Task details — Leave out the images; return the rest of the data exactly.

□ □ □ □ □

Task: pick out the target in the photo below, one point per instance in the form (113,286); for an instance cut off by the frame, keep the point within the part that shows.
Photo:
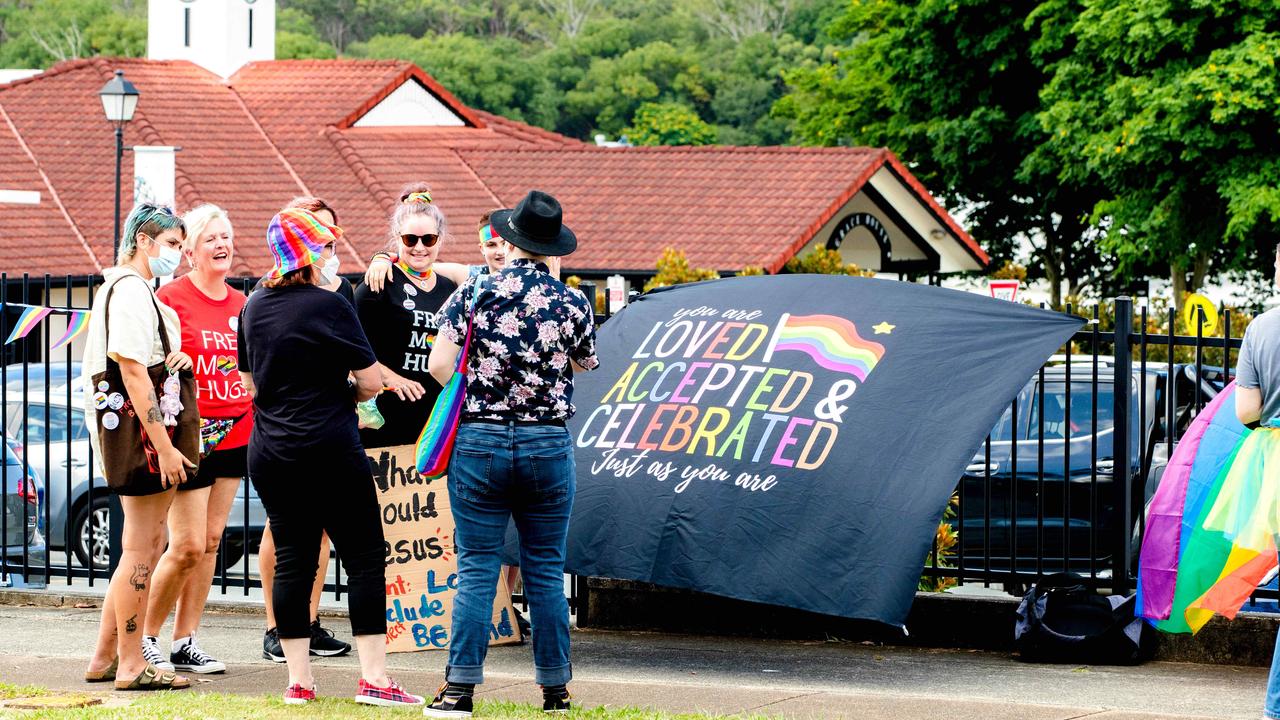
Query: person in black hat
(512,458)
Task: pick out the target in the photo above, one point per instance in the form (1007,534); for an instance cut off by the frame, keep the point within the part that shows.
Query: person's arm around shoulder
(455,318)
(369,382)
(1248,391)
(583,356)
(379,272)
(456,272)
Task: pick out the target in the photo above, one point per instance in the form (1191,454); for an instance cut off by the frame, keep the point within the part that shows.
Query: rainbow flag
(1196,561)
(832,342)
(27,322)
(76,323)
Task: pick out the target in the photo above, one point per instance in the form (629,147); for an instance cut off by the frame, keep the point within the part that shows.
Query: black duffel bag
(1061,620)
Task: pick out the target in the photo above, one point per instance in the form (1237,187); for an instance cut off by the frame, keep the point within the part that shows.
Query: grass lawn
(187,705)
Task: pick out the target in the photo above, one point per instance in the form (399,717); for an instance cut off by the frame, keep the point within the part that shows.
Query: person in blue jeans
(1257,402)
(512,458)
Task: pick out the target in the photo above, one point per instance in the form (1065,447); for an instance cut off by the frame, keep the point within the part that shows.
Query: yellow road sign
(1198,304)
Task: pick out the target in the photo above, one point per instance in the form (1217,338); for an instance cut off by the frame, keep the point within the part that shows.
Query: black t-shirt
(298,343)
(401,323)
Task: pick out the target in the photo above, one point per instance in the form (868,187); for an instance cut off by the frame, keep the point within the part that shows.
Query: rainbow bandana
(296,238)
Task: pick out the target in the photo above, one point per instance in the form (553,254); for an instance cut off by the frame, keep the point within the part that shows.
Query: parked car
(59,374)
(22,511)
(73,514)
(1056,486)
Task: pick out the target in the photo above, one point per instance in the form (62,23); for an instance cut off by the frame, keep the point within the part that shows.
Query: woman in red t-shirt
(209,309)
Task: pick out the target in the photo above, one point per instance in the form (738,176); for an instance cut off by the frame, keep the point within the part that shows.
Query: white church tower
(218,35)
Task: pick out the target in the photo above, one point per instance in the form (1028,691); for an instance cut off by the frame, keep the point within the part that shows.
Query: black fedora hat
(535,226)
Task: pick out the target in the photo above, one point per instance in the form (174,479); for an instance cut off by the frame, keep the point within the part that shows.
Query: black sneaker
(451,701)
(272,648)
(324,645)
(191,659)
(556,700)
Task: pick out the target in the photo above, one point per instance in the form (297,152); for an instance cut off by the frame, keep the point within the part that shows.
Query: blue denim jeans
(498,473)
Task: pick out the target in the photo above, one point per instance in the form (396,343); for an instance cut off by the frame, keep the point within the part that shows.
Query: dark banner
(790,440)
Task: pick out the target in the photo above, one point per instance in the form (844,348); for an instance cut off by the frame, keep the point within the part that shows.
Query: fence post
(1121,478)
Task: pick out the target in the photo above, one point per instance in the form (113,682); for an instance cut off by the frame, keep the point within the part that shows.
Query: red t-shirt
(209,336)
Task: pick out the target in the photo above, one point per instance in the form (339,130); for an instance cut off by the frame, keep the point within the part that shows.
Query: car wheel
(91,534)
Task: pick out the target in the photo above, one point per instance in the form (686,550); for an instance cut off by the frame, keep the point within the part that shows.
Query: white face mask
(167,261)
(329,270)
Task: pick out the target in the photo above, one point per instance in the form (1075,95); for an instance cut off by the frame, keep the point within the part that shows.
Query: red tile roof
(286,127)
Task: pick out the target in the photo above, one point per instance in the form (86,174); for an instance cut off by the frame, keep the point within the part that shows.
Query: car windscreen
(1059,424)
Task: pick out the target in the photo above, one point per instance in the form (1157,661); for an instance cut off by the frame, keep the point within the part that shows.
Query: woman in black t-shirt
(402,319)
(297,346)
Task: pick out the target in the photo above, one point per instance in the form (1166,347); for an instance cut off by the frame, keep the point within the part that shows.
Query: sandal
(103,675)
(155,679)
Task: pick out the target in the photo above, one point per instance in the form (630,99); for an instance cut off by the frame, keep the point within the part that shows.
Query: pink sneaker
(297,695)
(391,696)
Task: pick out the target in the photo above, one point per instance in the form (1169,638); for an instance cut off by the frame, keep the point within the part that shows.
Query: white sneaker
(191,659)
(152,655)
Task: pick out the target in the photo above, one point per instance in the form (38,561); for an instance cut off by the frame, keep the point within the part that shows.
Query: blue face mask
(165,263)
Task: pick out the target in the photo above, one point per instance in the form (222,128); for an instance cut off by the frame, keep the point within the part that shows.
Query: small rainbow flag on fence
(27,322)
(35,314)
(832,342)
(76,323)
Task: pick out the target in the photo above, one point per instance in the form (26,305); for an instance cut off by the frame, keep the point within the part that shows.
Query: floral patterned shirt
(528,328)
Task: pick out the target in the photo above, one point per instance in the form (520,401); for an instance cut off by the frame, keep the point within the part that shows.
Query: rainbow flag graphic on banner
(832,342)
(76,323)
(27,322)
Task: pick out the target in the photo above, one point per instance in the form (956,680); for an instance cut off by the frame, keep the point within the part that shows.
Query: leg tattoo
(140,577)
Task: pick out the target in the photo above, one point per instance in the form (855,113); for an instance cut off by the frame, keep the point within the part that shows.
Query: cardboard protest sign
(421,559)
(790,440)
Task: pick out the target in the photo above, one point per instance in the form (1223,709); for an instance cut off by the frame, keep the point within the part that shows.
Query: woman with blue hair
(132,328)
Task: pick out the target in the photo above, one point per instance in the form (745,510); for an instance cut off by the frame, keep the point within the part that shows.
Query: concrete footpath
(49,646)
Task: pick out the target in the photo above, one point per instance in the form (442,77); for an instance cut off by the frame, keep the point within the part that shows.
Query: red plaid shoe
(297,695)
(391,696)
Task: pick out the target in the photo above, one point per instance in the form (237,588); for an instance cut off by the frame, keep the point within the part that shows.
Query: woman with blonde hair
(401,319)
(209,310)
(128,326)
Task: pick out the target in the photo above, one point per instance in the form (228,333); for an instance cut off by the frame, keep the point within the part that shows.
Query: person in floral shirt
(512,456)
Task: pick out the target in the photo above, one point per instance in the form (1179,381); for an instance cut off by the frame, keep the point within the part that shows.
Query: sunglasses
(426,240)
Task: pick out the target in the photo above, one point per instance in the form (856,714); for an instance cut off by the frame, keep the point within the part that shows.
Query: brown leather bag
(129,461)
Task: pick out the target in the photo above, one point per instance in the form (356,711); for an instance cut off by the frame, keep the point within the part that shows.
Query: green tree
(668,123)
(36,33)
(296,37)
(613,89)
(493,73)
(952,86)
(1175,109)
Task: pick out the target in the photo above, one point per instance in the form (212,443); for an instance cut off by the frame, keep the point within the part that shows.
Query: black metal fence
(1060,483)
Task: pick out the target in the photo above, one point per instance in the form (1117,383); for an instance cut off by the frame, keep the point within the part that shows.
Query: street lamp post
(119,100)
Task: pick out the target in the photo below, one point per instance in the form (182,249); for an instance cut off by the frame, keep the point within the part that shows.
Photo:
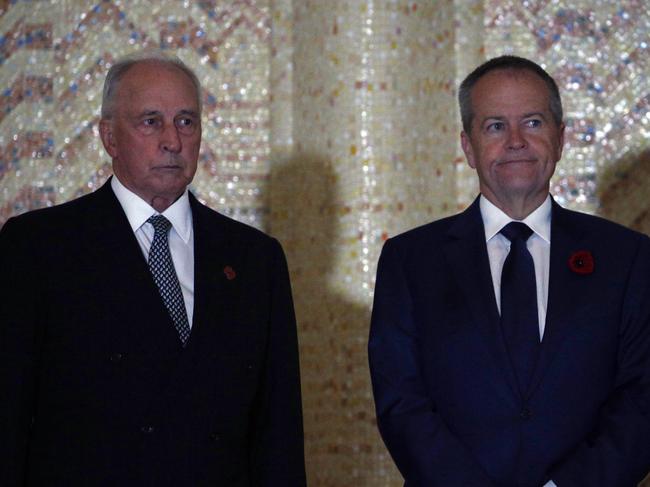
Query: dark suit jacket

□ □ □ □ □

Output of the task —
Task: pick out the target in the photo below, one point per instance in the form (113,286); for an instance cut off by the frame, keep the point within the part that shows.
Photo:
Query: person in black hat
(512,458)
Task: pick out the target in the photo above, one point per instance in the form (1007,534); for an instance cut off by the frame, keep the point within the part that shows.
Query: person's arm around shoulder
(455,318)
(369,382)
(1248,391)
(583,356)
(379,272)
(456,272)
Task: pick out the target in the photo above, one point per instance in the form (1191,454); for an instance cut off by the frame, keep the point within the part that shows.
Query: rainbow flag
(1196,561)
(832,342)
(27,322)
(76,323)
Task: pick out the target in the photo above, one point per instance in the form (629,147); for an instance cut off by the frame, keep the point within the part that shows.
Query: black duffel bag
(1061,620)
Task: pick out the target in the photo above, one point per instance in the form (1237,187); for an instance cut off by the frame, keep the point within the part that shows.
Query: grass lawn
(187,705)
Task: pick out the target in the photo above, one point per instance in the form (399,717); for an instance cut off by the frame, keep the point within the part that shows.
Query: person in blue jeans
(1257,402)
(512,458)
Task: pick out the target in the photo above, one point per instance in the form (1065,447); for an instance cut off by the frame, keep the point within the part that shows.
Query: yellow road sign
(1198,304)
Task: pick out the target in the photo above, one point per instance in the form (1217,338); for an instance cut off by the frame, keep the point within the part that shows.
Query: black t-shirt
(298,343)
(401,323)
Task: pick out the target in the photo above, one point per instance in the form (868,187); for an instance cut off by the frame, keep the point within the part that shows.
Query: rainbow bandana
(296,238)
Task: pick out the target in the photo above, one point per instance in the form (553,254); for an instance cut off by the frame, keep the point within the part that shows.
Query: parked car
(59,374)
(22,511)
(73,514)
(1056,486)
Task: pick out the target in the photo above, one point per instance in the form (62,23); for an instance cut off by the frame, keep the point within the part that shows.
Query: woman in red t-shirt
(209,309)
Task: pick out the target in the photo above, one point per instance in the form (738,176); for an instance cut off by the frame, keep the point within the part that shows.
Query: white church tower
(218,35)
Task: pick out the target in the photo above, one point per instance in the form (1028,691); for an instance cut off by the frame, keep the point within the part that shows.
Query: black fedora hat
(535,226)
Task: pick out the target in the photo above, one point per instance in the form (174,479); for an instance cut off by the frame, keep the point within the part that shows.
Query: black sneaker
(451,701)
(272,648)
(324,645)
(191,659)
(556,700)
Task: pick out the target in the photo above, one point per instance in the form (297,152); for an instance cut off by the frame, keep the point within the part that shows.
Query: blue denim jeans
(498,473)
Task: pick out the target in the photo above, one point per instance in the form (396,343); for an instance cut off by the frame, keep the point within the part that shows.
Query: dark banner
(790,440)
Task: pick out the target in the photo above, one point per instance in the form (844,348); for an instance cut off by the frame, keep the point within the part that shows.
Query: fence post
(1121,478)
Task: pick out the target in the photo above, one point per instance in the form (113,682); for an instance cut off by the frame, keep the point within the part that shows.
Query: red t-shirt
(209,336)
Task: pick out the target in the photo above, one point per instance in the form (339,130); for an instance cut off by the frame, keep the point within the part that shows.
Query: car wheel
(91,534)
Task: pick out the target in the photo above, one point per instance in the form (686,550); for an instance cut off by the frame, keep the point within the part that shows.
Query: white face mask
(167,261)
(329,270)
Task: pick out the target in the photo above, one point per instance in the form (1075,95); for an instance cut off by the frame, keep the point within the part that shows.
Query: red tile roof
(286,127)
Task: pick out the target in the photo above, one point per instance in the form (86,174); for an instance cut off by the frame, keep the point within the part that shows.
Query: car windscreen
(1059,424)
Task: pick out the target in the photo above, one point per instance in the form (1157,661); for an instance cut off by the frame, keep the point within the part that shows.
Query: woman in black t-shirt
(402,319)
(297,346)
Task: pick out the target in the photo above, one point per instance in the form (1166,347); for an instance cut off by the frame, keep the point within the part that shows.
Query: sandal
(103,675)
(155,679)
Task: pick out the target in the photo above, one point per instance in the form (630,99); for an instance cut off by the frame, keep the point within the part that shows.
Query: pink sneaker
(297,695)
(391,696)
Task: pick out the target in the photo above, one point per instance in the form (1169,638); for an instance cut off by the frame, keep the point within the part that shows.
Query: white sneaker
(191,659)
(152,655)
Task: pick out the target in the photo above, one point per instance in the form (38,561); for an instance cut off by the frame, keep the point within the part that shows.
Query: blue face mask
(165,263)
Task: pick out the target in the photo above, one point per instance in the form (222,128); for an instance cut off by the frame, keep the point within the part that shows.
Query: small rainbow flag on fence
(27,322)
(35,314)
(832,342)
(76,323)
Task: pick out the target in the photo above, one point per instance in the form (26,305); for an instance cut off by the frame, keep the point within the part that shows.
Query: floral patterned shirt
(528,328)
Task: pick out the target in the photo above, one point per instance in the form (520,401); for an instance cut off by the frame, keep the point within the part that shows.
Query: rainbow flag graphic on banner
(832,342)
(76,323)
(27,322)
Task: pick out the target in the photo above, one point per instance in the form (956,680); for an instance cut off by the frame, keep the point within the part that shows.
Query: leg tattoo
(140,577)
Task: pick out the target in the photo above, one point per instance in the form (855,113); for an instance cut off by the frame, keep the point within the part that shows.
Query: cardboard protest sign
(421,559)
(790,440)
Task: pick out the target in the photo above, one point per instance in the form (1223,709); for an instance cut off by the frame, keep the point within the part that shows.
Query: woman with blue hair
(132,328)
Task: pick out the target in the photo above, one point per instance in the form (745,510); for an instance cut off by the frame, keep the point within the part that shows.
Query: concrete footpath
(49,646)
Task: pick out the target in the photo above, one point per instance in the form (442,77); for an instance cut off by the frame, keep the point within the part that shows.
Query: red plaid shoe
(297,695)
(391,696)
Task: pick out the target in the photo above, one point per instance in the form (237,588); for an instance cut off by the frame, keep the point within the part that shows.
Query: woman with blonde hair
(401,319)
(209,310)
(128,326)
Task: pick out the target in the photo above, one point per instance in the form (228,333); for an instance cut off by the frame, keep the point within the part that shows.
Query: person in floral shirt
(512,456)
Task: pick out the target in the photo above, one point per instance in the form (1179,381); for an instance cut off by the frame, keep the point within the part that shows.
Query: sunglasses
(426,240)
Task: pick out the target in the photo above, one point per instance in the form (856,714); for an instance cut off by the frame, keep the point within the part that shows.
Query: brown leather bag
(129,461)
Task: pick out the target in the photo above, one point per instance in the form (356,711); for an instance cut off by the frame, keep the point within the part that shows.
Query: green tree
(668,123)
(36,33)
(296,37)
(613,89)
(493,73)
(952,86)
(1175,109)
Task: pick out the target in the photo above, one point per instance in the form (212,443); for an instance cut off by the frame, keep the point within the part that shows.
Query: black metal fence
(1060,483)
Task: pick out the target in the photo above, one point per instance in the form (1117,383); for an instance cut off by the frame, keep the point within the part that shows.
Query: street lamp post
(119,100)
Task: pick out the target in the photo below, one point per instance in the form (182,249); for an instance cut off by the frame, keep the point within the part that shows.
Photo:
Query: dark suit jacket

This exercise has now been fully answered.